*** Extracted records ***

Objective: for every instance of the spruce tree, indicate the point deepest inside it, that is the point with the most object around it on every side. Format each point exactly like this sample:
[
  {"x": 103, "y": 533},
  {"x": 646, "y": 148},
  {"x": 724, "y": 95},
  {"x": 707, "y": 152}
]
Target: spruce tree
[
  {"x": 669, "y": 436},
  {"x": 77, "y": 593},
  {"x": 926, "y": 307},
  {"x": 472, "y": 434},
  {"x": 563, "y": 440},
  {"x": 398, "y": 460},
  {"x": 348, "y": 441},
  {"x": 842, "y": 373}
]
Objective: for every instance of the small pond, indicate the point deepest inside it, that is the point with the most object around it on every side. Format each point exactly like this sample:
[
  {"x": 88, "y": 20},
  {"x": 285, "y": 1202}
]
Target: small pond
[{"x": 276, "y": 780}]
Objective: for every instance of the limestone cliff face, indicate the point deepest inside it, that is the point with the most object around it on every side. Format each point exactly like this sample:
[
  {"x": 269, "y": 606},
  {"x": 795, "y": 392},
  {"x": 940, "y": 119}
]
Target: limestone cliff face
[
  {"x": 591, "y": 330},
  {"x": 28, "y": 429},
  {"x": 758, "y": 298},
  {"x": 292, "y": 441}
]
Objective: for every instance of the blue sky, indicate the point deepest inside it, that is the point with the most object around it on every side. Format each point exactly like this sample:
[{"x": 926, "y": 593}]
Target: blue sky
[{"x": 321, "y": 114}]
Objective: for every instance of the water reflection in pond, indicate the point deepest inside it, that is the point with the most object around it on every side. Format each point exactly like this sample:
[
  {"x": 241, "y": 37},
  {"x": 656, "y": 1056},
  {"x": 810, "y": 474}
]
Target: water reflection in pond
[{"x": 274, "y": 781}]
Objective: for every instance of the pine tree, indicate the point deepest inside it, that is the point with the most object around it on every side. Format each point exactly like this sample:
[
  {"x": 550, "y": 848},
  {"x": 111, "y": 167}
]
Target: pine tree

*** End of Extracted records ***

* Exercise
Report each line in the data that holds the word "pine".

* Task output
Objective: for every instance of the pine tree, indicate the point deepest inside it, that is the point with the most object around it on every side. Format each point exactly like this sample:
Target: pine tree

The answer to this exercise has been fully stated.